◆ AIM OF THE TASK: Reproduce verbatim the final portion of the material below, from the line containing "Exercise. Point out the red" through its last line, and nothing else.

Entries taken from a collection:

>>>>

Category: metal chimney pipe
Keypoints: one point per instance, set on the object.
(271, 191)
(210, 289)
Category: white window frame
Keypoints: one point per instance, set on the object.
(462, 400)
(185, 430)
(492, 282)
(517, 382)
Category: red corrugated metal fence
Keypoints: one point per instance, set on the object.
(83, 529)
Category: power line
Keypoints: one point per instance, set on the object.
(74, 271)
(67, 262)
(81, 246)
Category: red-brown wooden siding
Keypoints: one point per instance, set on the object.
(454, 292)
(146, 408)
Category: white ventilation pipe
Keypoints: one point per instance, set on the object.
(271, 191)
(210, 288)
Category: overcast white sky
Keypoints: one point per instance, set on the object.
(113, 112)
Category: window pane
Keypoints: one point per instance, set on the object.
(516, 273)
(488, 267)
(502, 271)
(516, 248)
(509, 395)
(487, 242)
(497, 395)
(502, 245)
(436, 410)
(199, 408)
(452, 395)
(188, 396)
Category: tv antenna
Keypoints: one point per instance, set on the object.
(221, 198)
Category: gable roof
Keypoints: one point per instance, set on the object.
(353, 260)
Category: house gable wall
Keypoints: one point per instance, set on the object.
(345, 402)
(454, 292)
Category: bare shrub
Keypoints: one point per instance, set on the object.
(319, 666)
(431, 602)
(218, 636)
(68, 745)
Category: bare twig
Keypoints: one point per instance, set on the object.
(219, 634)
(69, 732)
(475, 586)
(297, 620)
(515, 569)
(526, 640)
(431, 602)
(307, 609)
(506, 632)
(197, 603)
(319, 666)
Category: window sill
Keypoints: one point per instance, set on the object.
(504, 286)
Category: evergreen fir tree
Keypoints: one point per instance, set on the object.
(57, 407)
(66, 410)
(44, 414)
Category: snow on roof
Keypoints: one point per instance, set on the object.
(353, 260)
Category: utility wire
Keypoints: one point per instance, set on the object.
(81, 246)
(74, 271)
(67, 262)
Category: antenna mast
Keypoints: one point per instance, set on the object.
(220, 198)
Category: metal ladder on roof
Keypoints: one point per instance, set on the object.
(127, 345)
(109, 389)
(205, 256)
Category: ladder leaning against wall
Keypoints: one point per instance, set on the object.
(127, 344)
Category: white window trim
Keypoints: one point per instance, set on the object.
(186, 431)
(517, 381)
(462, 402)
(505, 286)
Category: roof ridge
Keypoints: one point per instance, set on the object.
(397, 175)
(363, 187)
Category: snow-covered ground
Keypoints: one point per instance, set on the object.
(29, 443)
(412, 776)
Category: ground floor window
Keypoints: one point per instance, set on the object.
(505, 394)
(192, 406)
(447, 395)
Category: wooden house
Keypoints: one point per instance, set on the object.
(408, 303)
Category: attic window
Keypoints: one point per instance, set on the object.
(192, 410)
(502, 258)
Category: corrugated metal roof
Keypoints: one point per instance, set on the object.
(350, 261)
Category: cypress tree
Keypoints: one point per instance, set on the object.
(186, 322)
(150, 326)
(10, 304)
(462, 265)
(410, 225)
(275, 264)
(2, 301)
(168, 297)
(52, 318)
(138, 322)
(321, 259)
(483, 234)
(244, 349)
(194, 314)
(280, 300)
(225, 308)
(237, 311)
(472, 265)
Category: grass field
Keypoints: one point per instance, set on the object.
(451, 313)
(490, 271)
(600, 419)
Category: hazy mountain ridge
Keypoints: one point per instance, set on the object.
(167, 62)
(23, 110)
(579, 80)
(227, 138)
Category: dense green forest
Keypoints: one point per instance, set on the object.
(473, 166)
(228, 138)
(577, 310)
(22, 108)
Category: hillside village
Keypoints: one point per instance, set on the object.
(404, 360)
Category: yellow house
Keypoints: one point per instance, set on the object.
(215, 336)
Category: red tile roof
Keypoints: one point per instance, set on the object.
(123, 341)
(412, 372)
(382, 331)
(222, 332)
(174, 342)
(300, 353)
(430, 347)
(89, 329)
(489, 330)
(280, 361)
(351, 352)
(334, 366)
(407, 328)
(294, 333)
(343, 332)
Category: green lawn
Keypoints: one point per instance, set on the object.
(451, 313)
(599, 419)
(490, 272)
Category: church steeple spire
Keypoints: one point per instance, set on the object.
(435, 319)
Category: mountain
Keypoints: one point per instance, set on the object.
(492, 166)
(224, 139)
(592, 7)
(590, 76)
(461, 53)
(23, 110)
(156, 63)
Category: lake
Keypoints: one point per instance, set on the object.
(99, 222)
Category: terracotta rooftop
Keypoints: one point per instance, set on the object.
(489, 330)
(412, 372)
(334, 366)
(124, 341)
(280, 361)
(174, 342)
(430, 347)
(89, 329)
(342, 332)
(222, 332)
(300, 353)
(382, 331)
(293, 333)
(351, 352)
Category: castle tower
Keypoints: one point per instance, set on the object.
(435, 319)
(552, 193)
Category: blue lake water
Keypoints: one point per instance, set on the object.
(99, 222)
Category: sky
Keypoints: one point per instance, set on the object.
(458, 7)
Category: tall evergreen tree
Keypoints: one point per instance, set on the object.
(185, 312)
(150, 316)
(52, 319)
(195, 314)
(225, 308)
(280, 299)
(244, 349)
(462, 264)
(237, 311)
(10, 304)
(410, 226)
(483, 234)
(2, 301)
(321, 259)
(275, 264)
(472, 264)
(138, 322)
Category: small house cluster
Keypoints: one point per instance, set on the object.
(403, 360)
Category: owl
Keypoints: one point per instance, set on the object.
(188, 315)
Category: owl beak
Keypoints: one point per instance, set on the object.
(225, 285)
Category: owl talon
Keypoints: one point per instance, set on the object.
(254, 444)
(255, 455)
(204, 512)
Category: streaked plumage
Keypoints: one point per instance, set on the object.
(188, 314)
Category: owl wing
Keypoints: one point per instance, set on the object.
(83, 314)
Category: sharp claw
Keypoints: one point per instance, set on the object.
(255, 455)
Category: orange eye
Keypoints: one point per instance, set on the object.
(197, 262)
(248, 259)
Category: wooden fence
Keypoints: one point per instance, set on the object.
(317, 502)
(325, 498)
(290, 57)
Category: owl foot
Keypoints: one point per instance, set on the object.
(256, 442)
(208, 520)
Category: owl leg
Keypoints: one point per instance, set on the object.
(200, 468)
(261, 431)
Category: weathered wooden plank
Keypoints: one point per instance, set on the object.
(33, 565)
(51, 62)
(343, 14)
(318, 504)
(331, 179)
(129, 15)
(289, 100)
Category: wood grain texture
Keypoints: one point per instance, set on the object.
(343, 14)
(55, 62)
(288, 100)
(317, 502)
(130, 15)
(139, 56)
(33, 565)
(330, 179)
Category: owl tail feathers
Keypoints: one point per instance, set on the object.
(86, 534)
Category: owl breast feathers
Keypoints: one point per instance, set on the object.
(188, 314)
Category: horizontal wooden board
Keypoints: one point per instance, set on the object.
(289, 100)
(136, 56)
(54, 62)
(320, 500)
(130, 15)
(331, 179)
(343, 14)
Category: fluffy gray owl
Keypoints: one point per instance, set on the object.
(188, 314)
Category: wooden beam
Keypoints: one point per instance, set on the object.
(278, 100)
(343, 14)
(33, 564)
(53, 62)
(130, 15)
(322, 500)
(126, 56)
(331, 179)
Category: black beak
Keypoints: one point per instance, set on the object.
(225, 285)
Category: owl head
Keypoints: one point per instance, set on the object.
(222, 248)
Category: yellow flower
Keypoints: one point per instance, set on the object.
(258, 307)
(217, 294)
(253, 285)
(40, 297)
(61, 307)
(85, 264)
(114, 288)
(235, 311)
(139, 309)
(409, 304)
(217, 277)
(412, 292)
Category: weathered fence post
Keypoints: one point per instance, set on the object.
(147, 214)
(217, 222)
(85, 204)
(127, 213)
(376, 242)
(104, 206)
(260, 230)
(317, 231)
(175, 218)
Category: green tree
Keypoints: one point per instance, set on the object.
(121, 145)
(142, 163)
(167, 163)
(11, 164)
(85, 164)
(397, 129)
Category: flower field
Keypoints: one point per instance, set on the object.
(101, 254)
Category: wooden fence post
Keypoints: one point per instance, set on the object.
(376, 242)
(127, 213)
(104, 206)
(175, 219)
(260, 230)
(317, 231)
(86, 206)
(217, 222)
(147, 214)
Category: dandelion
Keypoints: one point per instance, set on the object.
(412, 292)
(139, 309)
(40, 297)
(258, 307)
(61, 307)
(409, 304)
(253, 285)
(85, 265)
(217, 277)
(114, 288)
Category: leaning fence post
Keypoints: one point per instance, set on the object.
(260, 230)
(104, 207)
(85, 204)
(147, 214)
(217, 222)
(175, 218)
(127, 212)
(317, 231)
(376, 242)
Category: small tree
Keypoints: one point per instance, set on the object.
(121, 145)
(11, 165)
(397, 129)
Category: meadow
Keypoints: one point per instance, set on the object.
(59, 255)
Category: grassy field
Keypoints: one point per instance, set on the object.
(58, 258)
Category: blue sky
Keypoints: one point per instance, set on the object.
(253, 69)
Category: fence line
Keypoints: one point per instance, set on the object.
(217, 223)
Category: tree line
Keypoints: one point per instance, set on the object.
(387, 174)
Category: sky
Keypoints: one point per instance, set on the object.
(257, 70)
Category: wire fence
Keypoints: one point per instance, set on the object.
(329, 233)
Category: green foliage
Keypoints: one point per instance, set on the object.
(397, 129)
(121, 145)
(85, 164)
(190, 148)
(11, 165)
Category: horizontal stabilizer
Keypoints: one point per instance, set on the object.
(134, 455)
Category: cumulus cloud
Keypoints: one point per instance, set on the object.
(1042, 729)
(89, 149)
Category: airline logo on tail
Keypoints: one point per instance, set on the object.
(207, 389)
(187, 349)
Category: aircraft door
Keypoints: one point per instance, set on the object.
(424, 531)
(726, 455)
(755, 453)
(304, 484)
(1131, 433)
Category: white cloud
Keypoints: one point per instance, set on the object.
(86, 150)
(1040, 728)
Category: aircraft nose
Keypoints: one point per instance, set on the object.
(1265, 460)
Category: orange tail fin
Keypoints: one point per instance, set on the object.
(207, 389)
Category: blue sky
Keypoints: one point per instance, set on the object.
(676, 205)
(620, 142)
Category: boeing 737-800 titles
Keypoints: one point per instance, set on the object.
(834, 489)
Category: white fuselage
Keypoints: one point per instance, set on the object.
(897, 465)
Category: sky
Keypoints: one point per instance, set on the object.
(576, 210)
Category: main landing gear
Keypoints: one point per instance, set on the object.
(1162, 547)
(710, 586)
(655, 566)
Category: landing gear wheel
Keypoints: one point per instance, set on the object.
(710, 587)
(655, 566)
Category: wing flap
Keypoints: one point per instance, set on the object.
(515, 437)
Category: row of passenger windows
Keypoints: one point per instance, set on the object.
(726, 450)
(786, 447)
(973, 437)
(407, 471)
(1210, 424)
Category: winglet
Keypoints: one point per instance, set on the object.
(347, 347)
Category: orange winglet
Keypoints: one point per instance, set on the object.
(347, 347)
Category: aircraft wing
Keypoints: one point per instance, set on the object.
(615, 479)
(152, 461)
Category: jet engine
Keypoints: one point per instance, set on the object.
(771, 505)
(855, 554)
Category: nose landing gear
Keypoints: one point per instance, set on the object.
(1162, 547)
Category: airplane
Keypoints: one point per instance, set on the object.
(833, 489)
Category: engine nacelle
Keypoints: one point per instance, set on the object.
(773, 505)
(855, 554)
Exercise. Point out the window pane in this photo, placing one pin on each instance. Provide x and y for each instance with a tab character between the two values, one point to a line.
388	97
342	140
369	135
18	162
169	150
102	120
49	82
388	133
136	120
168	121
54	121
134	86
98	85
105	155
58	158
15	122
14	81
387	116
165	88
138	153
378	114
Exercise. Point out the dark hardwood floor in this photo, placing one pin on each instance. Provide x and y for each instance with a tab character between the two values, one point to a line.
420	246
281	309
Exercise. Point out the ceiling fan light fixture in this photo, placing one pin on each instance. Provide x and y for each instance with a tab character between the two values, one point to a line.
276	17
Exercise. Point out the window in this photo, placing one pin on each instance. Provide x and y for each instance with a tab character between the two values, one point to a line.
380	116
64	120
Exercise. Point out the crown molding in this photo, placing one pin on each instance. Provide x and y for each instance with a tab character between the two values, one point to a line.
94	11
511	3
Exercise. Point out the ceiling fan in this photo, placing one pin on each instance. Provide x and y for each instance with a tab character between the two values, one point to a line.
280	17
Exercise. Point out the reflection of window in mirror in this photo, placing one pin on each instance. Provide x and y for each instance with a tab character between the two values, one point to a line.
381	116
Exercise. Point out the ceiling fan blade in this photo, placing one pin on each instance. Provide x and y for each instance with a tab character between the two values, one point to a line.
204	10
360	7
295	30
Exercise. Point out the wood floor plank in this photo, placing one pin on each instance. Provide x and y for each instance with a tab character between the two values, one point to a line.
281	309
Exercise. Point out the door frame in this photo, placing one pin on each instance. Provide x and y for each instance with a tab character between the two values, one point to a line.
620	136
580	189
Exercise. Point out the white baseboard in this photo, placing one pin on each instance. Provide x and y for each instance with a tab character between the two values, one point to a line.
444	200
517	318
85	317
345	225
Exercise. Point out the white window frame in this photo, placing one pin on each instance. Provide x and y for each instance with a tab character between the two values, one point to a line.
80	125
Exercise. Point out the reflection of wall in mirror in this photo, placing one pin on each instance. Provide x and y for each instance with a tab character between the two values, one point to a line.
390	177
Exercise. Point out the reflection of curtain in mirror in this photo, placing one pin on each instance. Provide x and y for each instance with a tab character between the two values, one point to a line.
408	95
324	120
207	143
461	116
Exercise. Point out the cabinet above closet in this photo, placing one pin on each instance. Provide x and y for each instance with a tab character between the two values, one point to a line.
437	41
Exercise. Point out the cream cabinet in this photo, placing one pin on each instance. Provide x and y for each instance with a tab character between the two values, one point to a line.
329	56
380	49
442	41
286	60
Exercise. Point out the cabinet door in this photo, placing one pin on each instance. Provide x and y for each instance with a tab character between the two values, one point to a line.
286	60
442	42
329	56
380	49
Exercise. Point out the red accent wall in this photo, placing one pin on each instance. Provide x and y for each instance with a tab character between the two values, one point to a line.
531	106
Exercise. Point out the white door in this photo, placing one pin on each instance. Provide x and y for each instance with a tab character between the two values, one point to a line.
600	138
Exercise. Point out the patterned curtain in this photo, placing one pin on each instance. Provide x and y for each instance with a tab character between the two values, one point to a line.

<<<<

◆ THE COMPLETED TASK:
Exercise. Point out the red accent wall in this photo, placing one pin on each instance. Provide x and y for each instance with a tab character between the two values, one point to a line.
531	106
Exercise. Point out the white door in this photo, placing one pin on each instance. Provide x and y for each instance with a tab character between the two values, one point to a line.
600	138
Exercise. Point out the patterned curtain in this photo, placing one pin on each instance. Provide x and y for each instance with a tab character between the two values, one point to a line.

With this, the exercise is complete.